[What is needed] Count the lines below that contain "would". Answer with the number alone.

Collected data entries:
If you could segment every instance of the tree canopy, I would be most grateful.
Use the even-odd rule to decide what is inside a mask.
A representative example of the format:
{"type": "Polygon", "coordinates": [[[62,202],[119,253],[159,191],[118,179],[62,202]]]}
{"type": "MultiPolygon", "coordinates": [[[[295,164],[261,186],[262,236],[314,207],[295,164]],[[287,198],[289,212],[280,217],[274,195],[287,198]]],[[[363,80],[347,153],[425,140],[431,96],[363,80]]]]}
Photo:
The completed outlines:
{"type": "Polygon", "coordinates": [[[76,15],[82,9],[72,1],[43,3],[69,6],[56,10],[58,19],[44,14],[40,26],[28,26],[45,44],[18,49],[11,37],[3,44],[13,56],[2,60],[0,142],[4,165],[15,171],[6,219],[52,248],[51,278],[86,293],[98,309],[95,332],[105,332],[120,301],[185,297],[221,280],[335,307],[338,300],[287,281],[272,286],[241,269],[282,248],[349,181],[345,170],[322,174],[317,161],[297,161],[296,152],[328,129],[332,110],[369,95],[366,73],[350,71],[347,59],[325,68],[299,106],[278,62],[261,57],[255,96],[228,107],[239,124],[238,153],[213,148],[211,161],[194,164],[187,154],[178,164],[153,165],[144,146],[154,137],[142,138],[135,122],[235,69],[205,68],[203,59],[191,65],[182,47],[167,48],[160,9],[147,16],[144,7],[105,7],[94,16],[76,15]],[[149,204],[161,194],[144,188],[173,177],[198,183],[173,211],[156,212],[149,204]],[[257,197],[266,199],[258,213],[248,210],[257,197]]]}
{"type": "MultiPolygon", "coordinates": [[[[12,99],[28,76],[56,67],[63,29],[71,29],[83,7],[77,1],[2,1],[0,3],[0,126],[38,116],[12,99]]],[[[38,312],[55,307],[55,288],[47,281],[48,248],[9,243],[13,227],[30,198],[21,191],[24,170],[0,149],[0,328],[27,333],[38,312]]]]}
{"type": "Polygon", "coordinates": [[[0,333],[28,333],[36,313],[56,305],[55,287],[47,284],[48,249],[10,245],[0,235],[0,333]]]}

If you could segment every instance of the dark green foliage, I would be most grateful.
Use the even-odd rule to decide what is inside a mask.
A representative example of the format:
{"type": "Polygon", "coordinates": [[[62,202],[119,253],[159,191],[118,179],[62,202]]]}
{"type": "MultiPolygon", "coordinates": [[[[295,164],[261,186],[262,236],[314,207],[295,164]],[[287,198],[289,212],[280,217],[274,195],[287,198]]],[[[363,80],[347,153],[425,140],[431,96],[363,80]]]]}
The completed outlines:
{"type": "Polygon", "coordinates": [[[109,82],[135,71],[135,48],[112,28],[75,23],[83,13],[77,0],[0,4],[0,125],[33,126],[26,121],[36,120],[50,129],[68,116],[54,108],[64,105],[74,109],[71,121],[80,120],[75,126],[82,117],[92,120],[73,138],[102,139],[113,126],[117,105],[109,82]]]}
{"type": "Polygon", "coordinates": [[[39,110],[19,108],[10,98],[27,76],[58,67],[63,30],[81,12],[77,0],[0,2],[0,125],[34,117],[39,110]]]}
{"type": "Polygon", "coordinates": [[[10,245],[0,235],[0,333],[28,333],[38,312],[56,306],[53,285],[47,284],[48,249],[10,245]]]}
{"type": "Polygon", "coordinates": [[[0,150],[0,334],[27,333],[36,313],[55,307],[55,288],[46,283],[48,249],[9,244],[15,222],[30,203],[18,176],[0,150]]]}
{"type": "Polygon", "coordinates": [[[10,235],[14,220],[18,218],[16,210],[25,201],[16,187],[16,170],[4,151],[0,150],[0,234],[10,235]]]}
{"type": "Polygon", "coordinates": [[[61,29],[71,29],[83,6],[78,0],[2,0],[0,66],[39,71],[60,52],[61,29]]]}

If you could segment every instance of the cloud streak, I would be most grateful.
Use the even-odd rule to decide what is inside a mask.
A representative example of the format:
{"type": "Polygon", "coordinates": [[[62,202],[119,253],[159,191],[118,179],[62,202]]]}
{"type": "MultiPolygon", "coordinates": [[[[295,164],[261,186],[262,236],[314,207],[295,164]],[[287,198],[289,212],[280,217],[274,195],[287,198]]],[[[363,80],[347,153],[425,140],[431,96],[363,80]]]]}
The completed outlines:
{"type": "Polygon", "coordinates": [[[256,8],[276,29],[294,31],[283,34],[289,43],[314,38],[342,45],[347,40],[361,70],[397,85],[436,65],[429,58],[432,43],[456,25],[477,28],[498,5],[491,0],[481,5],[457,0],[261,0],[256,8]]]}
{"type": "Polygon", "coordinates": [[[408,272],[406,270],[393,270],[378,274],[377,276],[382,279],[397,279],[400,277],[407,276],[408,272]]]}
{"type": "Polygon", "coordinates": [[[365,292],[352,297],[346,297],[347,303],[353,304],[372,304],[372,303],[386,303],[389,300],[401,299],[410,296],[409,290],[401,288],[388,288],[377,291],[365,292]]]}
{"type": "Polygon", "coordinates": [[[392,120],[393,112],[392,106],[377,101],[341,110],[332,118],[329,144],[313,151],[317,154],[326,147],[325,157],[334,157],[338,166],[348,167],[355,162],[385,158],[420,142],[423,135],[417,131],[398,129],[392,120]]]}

[Solution for this exercise] 3